• [REQUIRED WORK]: Your copy should match the records exactly, apart from the pictures, which stay out.

Region pointing data
--- START ---
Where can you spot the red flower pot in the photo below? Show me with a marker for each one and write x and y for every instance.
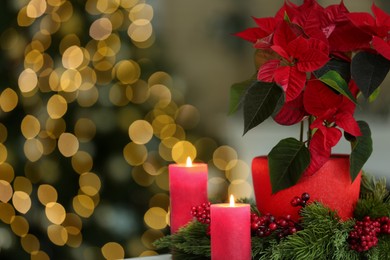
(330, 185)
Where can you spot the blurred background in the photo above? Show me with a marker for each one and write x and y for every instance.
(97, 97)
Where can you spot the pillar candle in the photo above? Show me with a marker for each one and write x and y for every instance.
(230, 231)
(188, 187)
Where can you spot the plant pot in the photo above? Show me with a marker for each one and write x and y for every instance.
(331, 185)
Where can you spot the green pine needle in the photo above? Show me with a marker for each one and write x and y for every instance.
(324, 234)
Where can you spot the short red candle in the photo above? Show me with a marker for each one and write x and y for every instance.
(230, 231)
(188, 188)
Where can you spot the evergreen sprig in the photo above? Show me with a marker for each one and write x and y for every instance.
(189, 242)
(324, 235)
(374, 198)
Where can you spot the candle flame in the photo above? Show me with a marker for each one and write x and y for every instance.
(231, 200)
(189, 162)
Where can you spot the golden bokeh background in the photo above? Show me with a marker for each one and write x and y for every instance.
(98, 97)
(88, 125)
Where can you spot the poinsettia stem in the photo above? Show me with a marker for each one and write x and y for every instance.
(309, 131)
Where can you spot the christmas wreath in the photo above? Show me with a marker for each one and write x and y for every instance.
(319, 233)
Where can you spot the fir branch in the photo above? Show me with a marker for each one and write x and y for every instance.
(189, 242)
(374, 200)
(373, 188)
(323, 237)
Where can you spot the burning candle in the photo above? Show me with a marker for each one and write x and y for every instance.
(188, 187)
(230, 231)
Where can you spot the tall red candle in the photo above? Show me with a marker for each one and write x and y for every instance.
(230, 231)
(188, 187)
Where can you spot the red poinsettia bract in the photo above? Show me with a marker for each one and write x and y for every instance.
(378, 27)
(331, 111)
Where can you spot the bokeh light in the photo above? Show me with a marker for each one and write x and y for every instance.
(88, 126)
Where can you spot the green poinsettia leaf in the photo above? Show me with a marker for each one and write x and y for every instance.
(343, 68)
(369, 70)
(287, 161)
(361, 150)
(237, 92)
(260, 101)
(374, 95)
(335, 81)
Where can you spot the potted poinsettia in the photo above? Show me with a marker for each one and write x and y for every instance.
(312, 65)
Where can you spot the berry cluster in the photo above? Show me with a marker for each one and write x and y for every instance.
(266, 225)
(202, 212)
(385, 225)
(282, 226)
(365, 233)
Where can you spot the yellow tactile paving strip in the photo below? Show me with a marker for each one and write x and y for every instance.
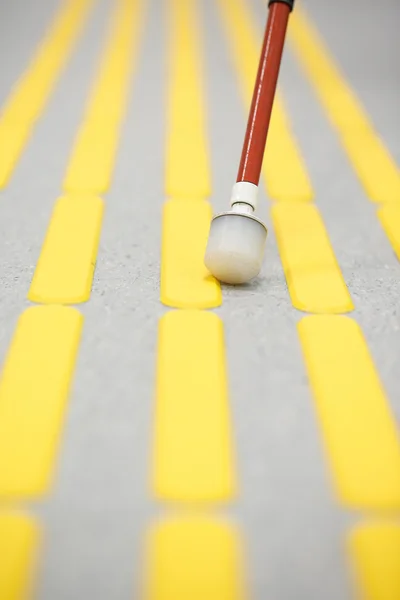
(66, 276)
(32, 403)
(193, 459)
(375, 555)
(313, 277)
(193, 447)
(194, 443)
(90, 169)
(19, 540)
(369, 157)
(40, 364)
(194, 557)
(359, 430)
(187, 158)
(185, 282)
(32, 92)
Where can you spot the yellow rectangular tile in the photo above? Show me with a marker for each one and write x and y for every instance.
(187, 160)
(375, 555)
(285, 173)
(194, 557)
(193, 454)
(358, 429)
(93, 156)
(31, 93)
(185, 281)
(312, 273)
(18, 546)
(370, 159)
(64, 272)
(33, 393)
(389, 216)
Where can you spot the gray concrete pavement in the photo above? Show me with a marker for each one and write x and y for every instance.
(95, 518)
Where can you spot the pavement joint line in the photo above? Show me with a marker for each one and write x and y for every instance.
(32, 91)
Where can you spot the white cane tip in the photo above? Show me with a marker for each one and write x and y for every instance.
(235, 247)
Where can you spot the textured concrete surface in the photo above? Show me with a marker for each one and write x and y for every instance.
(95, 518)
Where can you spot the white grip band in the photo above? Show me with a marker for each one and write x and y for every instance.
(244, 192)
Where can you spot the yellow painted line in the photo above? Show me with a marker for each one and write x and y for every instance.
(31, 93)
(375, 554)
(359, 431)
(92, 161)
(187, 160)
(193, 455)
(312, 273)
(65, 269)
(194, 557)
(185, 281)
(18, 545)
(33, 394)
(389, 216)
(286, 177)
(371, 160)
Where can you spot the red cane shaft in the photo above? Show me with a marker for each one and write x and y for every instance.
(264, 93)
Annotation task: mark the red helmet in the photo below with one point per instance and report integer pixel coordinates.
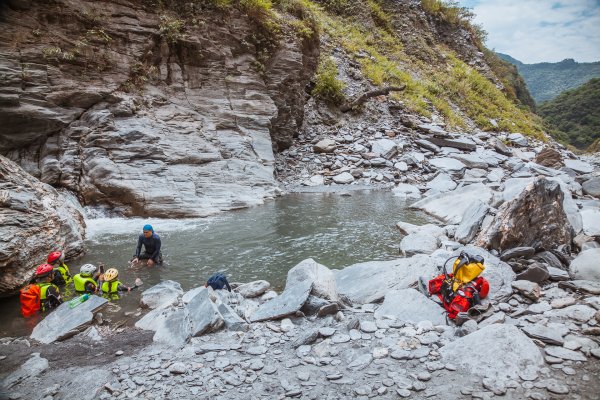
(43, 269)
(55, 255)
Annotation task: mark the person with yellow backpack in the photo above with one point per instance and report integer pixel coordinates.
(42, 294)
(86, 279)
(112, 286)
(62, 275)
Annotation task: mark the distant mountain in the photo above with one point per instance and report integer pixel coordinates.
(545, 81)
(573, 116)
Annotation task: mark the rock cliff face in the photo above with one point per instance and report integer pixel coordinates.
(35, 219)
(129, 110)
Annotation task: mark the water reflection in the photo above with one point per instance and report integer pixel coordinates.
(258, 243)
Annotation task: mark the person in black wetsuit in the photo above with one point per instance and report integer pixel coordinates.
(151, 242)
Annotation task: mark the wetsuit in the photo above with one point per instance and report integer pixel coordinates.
--- END ---
• [PROBLEM SOLUTION]:
Where can you spot the red flower pot in the photo below? Show me with a marker for each one and write x and y for every instance.
(330, 185)
Where can you spot the blurred background in the photo above? Show me with a marker for each one and write x and y for every instance.
(97, 97)
Where can you spot the pillar candle in the photo above? Show me with a marker for each one and write x and y for every instance.
(230, 231)
(188, 187)
Where can you spot the plant pot in the photo above? Show me with a marker for each one and write x and y for every instance.
(331, 185)
Where can you spot the green pine needle in the photo above? Show me with a marker for each one and write x and y for every instance.
(324, 234)
Where can you spot the short red candle in the photo above? Show me with a marker for each one and write x and y for every instance.
(230, 231)
(188, 188)
Where can you spot the evergreen sprig in the photo above? Show me with a marker for each one and write x and y for every instance.
(189, 242)
(324, 235)
(374, 198)
Where can you spot the candle flame in the photo above? Show me with a marker for each one and write x and y for every instance.
(231, 200)
(189, 162)
Where can you spot the golden bokeh background in the photo above? Show me with a marker for each one and write x and y for every instance.
(98, 97)
(88, 125)
Where can you spot the poinsettia stem in the photo above? Show me with a marker for each one and write x and y for every instance.
(309, 131)
Where can you spot the christmas wreath in the photo above? Show me with a marker for each one and write x and y for every instance.
(319, 233)
Where can you spot the fir branch in the photo above? Show me with a marker for each one and write x and y for every instance.
(189, 242)
(374, 200)
(373, 188)
(323, 237)
Where can you spot the burning candle in the photo above? Show me with a marker for each one and write x and y for every instance.
(188, 187)
(230, 231)
Where can you spot the tall red candle in the photo above? Show me with a marker for each one and write x and y for every instance.
(230, 231)
(188, 187)
Where can you spot the red poinsettia bract in the photo above? Show me with a marker for each one and write x and y for every instance.
(378, 27)
(331, 111)
Where can you spot the bokeh light in the photo above? Show me with a marker for each one and write x and y for every instance.
(88, 126)
Where can you spot the green poinsettia leaf in the photo above? Show me with a marker for each one and write x and y for every instance.
(343, 68)
(369, 70)
(287, 161)
(361, 150)
(237, 92)
(260, 101)
(374, 95)
(335, 81)
Where can you spot the potted poinsettia in the photo above? Show me with a marker for each one and write x and y for every instance.
(312, 65)
Where can you spot the berry cluster in the photo above? Show me with a marker for each one and write x and y for every instance.
(266, 225)
(202, 212)
(385, 225)
(282, 226)
(365, 233)
Where can you spot the yellow tactile paving strip in the photo below? Show me with a marker for each one and write x and y for every instance.
(66, 276)
(32, 403)
(193, 459)
(375, 555)
(313, 277)
(193, 447)
(194, 443)
(90, 169)
(19, 540)
(369, 157)
(40, 364)
(194, 557)
(359, 430)
(187, 158)
(185, 282)
(32, 92)
Where can you spot the yellow rectangular tile in the photo above? Show me with a marker for each one and write x and y for every instance.
(187, 160)
(375, 555)
(285, 173)
(194, 557)
(193, 454)
(358, 429)
(93, 156)
(31, 93)
(185, 281)
(312, 273)
(18, 546)
(370, 159)
(64, 272)
(33, 393)
(389, 216)
Where can you spot the gray concrete pavement in the photo above? Show me with a marker for each one and write x and y for every instance.
(95, 518)
Where can you spot the pavement joint line in the photo above? Show me with a marker for each one and write x and y for every instance.
(32, 91)
Where can you spot the white cane tip in the photo above? Show me with a marker for each one and write x and y for every instance.
(235, 247)
Where can you spot the textured concrete surface in the photo above? Show me with a marker for each one and write x and y for every instance.
(95, 518)
Where can you spot the white grip band in the photo above? Show me with a marker for each one and write x and y for every instance.
(244, 192)
Where can you spot the yellow painted line in the photo above? Show me with a marker for each one and write x and y for every instance.
(31, 93)
(375, 554)
(359, 431)
(92, 161)
(187, 160)
(193, 455)
(312, 273)
(65, 269)
(194, 557)
(185, 281)
(18, 545)
(33, 394)
(389, 216)
(286, 177)
(371, 160)
Where can you spot the red cane shaft in the photo above? Show me with a marker for each one and write x and y for every instance.
(264, 93)
Annotation task: mark the red helmet in the photo below with one point per instance and report integer pixel coordinates.
(43, 269)
(55, 255)
Annotation task: mark the person with yellow backpack in the photo above with one point per instance and report integer pixel coordinates.
(42, 294)
(86, 279)
(112, 286)
(62, 275)
Annotation task: mark the distant mountain in the photo above with one point per instance and report integer pixel coordinates.
(545, 81)
(573, 116)
Annotation task: mark the rock cliff face in the photo above with one point per instance and report integer pixel coordinates.
(35, 219)
(129, 110)
Annotation task: mark the water reflection in the photo above with one point per instance and report integer pixel coordinates.
(258, 243)
Annotation task: mark the person in black wetsuit in the photo above with one point per instance and report integer pixel coordinates.
(151, 242)
Annotation task: mark the wetsuit in the photo above with one point per instance and report integer pixel coordinates.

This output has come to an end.